[Opening Data to examine section]
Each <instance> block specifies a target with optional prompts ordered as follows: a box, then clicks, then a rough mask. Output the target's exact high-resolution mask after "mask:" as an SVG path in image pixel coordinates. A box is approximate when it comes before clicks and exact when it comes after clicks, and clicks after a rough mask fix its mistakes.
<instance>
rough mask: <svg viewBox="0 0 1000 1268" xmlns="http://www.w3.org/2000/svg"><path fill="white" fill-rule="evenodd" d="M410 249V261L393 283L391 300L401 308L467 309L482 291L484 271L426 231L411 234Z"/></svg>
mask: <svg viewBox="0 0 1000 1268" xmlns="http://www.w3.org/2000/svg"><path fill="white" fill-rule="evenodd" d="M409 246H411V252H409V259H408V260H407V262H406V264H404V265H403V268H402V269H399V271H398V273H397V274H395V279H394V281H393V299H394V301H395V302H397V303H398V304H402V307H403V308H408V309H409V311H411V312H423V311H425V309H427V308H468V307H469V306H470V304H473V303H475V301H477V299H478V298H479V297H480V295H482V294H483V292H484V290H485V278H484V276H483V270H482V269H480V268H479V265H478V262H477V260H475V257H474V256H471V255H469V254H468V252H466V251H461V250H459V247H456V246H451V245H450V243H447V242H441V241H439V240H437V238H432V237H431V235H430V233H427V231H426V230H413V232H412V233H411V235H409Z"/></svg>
[Closing Data to examine section]
[Opening Data to examine section]
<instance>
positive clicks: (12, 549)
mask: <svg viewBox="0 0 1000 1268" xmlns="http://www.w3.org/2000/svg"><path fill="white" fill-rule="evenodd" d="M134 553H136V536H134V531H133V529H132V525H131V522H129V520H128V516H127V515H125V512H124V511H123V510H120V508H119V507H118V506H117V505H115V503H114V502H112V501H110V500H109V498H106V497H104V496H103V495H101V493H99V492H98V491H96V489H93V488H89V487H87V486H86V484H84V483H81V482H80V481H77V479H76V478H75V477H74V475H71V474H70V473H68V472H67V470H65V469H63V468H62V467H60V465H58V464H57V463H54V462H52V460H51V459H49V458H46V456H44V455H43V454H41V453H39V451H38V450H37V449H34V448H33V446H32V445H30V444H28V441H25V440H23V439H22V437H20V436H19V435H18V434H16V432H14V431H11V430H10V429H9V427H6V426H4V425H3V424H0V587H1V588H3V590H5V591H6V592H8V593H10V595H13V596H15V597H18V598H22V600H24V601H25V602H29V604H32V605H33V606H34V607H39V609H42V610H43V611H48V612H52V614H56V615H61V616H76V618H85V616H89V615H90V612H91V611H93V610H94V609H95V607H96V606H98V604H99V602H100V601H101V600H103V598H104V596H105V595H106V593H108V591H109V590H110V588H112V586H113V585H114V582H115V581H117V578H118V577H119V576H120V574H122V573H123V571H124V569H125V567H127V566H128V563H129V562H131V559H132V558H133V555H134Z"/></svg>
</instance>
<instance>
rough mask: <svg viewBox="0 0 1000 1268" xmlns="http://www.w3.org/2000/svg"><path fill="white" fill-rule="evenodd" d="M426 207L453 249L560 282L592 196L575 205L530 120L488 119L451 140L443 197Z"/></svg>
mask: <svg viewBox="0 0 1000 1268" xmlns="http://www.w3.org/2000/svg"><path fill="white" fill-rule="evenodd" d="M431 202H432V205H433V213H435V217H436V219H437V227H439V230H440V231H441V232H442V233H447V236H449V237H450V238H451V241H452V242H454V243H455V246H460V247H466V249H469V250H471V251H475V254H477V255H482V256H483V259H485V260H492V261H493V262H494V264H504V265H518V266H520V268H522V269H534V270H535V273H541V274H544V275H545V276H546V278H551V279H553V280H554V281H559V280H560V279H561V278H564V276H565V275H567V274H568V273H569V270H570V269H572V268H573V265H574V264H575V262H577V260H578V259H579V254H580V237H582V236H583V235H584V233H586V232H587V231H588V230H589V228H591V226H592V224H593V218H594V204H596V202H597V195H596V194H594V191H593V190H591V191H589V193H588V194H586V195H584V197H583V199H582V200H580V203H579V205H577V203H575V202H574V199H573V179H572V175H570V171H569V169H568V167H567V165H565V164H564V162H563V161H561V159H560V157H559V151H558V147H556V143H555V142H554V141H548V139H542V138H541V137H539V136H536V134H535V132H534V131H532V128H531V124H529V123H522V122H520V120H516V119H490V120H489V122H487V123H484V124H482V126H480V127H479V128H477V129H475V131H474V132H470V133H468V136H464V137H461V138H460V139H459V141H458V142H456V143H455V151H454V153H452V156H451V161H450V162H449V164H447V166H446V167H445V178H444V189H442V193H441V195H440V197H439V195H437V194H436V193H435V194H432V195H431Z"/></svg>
[Closing Data to examine section]
[Opening Data to examine section]
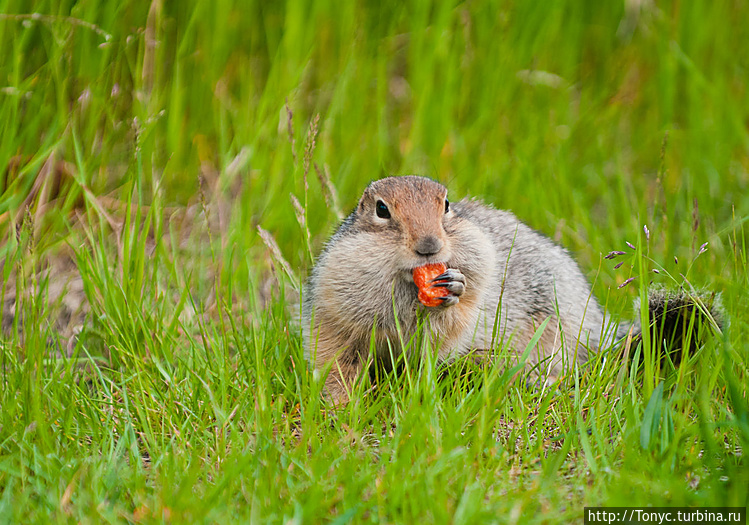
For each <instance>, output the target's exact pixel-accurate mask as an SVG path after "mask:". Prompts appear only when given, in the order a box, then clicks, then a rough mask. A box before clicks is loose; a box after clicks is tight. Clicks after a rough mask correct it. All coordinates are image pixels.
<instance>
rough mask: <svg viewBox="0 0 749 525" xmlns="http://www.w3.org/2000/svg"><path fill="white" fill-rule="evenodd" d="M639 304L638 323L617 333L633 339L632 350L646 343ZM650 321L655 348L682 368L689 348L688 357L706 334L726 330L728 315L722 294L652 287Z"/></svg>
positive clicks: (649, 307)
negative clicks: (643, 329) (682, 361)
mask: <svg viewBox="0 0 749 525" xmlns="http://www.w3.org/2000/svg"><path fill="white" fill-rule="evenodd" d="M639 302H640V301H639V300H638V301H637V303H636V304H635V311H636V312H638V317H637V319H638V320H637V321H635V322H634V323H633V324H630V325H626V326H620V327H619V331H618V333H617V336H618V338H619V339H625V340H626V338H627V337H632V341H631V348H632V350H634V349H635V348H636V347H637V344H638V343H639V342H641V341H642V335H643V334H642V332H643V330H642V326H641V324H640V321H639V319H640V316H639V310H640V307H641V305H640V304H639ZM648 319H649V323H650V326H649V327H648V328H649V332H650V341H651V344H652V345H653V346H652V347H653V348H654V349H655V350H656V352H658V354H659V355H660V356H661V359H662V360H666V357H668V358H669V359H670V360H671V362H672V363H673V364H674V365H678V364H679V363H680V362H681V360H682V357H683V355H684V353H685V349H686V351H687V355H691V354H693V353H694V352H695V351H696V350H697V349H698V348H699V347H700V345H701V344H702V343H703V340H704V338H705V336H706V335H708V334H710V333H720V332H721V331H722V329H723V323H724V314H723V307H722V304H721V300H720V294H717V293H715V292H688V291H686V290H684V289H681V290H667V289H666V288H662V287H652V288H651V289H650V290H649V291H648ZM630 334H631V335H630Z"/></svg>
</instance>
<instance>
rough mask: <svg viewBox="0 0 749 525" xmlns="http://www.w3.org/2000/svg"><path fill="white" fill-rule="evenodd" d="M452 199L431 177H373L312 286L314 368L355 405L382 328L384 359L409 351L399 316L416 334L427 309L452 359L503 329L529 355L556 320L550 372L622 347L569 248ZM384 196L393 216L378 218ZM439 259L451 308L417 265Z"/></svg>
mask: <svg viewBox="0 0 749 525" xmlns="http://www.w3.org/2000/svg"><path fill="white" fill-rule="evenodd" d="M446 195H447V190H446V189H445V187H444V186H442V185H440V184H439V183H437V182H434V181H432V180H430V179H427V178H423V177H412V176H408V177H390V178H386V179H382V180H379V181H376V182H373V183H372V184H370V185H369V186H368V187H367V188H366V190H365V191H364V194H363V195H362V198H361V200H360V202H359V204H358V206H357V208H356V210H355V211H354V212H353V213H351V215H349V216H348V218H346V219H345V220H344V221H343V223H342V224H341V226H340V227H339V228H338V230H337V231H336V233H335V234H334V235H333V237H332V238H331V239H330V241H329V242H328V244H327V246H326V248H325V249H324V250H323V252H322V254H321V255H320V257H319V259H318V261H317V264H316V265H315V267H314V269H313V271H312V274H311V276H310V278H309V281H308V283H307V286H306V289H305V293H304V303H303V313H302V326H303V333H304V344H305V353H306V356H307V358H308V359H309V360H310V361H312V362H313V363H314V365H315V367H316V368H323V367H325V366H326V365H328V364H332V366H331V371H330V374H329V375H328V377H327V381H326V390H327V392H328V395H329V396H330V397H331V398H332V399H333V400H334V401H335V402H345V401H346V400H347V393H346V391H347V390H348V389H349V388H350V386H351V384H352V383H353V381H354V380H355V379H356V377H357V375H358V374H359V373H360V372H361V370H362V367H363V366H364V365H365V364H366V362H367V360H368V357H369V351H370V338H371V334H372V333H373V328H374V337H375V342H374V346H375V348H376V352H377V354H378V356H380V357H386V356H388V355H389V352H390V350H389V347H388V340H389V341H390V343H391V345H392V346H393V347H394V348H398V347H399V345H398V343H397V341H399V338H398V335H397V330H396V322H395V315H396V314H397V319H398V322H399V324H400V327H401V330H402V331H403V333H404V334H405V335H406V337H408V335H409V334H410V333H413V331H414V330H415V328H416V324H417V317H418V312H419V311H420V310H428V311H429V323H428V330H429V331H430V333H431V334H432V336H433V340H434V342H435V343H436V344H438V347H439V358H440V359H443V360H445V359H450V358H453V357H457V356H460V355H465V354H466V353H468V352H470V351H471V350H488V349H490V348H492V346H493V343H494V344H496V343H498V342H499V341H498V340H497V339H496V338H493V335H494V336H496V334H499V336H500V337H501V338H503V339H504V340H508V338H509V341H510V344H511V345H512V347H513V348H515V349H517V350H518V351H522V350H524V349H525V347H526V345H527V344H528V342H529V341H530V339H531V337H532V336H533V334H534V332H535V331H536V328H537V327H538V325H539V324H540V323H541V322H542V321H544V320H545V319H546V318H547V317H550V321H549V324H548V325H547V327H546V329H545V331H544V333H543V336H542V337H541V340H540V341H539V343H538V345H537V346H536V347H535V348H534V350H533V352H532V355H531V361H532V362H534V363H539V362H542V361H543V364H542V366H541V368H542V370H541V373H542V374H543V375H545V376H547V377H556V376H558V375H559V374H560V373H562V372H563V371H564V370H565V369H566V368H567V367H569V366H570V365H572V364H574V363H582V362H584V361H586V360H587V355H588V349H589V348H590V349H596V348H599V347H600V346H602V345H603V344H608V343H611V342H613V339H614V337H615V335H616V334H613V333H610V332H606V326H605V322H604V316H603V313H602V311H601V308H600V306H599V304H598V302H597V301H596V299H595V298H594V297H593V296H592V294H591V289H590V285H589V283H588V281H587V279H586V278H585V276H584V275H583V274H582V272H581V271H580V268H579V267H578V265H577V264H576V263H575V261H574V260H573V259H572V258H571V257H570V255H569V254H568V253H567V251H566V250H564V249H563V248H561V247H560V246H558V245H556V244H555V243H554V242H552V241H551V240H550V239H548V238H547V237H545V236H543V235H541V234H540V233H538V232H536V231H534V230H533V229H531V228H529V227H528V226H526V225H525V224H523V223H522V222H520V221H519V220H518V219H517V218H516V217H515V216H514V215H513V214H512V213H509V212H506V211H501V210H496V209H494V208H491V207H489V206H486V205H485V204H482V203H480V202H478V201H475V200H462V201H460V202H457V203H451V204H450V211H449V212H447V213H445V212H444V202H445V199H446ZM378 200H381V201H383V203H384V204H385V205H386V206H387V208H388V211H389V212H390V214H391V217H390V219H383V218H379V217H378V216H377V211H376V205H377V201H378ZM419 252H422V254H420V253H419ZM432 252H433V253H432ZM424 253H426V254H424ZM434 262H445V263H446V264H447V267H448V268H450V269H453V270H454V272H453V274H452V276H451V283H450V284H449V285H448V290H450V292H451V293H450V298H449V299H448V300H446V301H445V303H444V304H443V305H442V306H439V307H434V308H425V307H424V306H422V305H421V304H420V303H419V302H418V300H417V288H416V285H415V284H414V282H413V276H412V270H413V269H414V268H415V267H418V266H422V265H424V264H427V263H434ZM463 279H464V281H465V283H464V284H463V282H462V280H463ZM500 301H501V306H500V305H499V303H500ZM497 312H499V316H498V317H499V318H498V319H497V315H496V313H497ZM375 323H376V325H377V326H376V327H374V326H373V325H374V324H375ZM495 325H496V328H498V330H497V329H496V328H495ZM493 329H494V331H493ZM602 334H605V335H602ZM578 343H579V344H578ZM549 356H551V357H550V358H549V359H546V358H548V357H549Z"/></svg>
[Closing Data to examine section]
Aim of the exercise: Search the records for the word "after" and copy every line where it occurs.

Solved problem:
Each <instance> block specifies a target with optional prompts ordered as follows: a box, then clicks, then a rough mask. Output the target's exact high-resolution mask after "mask:" as an SVG path in image pixel coordinates. A box is approximate when it comes before clicks and exact when it comes after clicks, and clicks after a rough mask fix its mistakes.
For each <instance>, output the target's exact pixel-accurate mask as an SVG path after "mask:". Prompts appear only when given, in the order a box, then clicks, then a rough mask. A box before clicks is loose; a box after clicks is tight. Clicks after a rough mask correct it. All coordinates are image pixels.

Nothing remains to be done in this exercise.